SOURCE EXTRACT:
** begin **

There is an unloading data frame with a large number of lines (several tens of thousands). The problem is that the date frame was loaded incorrectly - there are gaps in the data.
Example:
df <- data.frame(Region=c(NA,'region2','region1',NA,'region3','region3',NA,'region5'), Event=c('region1','event1','event1','region2','event1','event1','region4','event1'), Campaign=c('event1','campaign2','campaing1','event1','campaing1','campaign2','event1',NA))
I need to count the number of Event
for each Region
.
All I found is to apply such code:
df <- df %>%
select(Region, Event) %>%
group_by(Region, Event) %>%
summarise(Event = n())
But as you understand, this does not solve the problem :) Because it leaves a lot of missing data...
But in this date frame, we see that a certain pattern is preserved - after the Region column there is always an Event column! (The Event is always the same, but there are many Regions).
How can you use R in this case to count all the Events for each Region?
CodePudding user response:
from what I understand your main problem is in the rows of your data. Some rows have a blank in the first colum and than start with the value of the frist in the second.
df
Region Event Campaign
1 <NA> region1 event1
2 region2 event1 campaign2
3 region1 event1 campaing1
4 <NA> region2 event1
5 region3 event1 campaing1
6 region3 event1 campaign2
7 <NA> region4 event1
8 region5 event1 <NA>
one possible way to correct this is, to work the data as two parts. One with the correct value allocation per column and the problematic values which are corrected and everything is binded together in the end for analysis:
library(dplyr)
dfn <- df %>%
# lets get the problematic values first
dplyr::filter(is.na(Region)) %>%
# migrate values between columns
dplyr::transmute(Region = Event,
Event = Campaign,
Campaign = NA) %>%
# bind the data with correct allocations
dplyr::union_all(dplyr::filter(df, !is.na(Region)))
# now the analysis should give the wanted results
dfn %>%
dplyr::count(Region)
Region n
1 region1 2
2 region2 2
3 region3 2
4 region4 1
5 region5 1
as per the comment here is an alternative way to get the value of the colum prior to "event1" occurence (same row)
df %>%
# work the data row wise
dplyr::rowwise() %>%
# look up content in vector of column content of that row, subtract 1 and look this up the the vector of all column content
dplyr::mutate(res = c(Region, Event, Campaign)[match("event1", c(Region, Event, Campaign)) - 1]) %>%
# release row binding (prevents unwanted behaviour down stream)
dplyr::ungroup() %>%
# count
dplyr::count(res)
# A tibble: 5 x 2
res n
<chr> <int>
1 region1 2
2 region2 2
3 region3 2
4 region4 1
5 region5 1

** end **

SUPPLIED DATA:

** begin **

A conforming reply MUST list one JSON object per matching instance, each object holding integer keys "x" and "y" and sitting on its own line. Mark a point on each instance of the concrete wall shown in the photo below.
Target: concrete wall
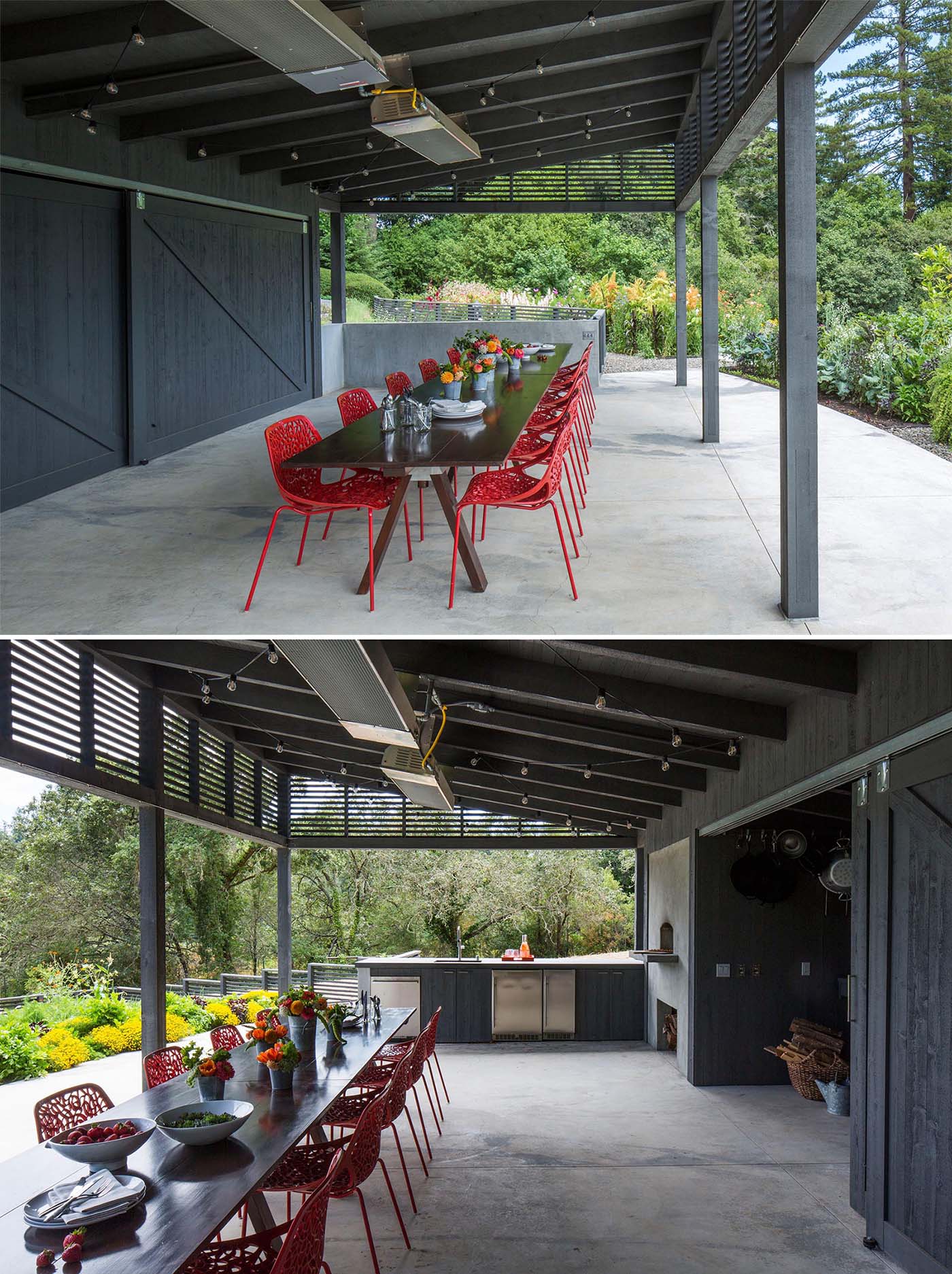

** end **

WHAT YOU NEED TO DO:
Give every distinct function that the R forum thread calls with the dplyr:: prefix, each listed once.

RESPONSE:
filter, transmute, union_all, count, rowwise, mutate, ungroup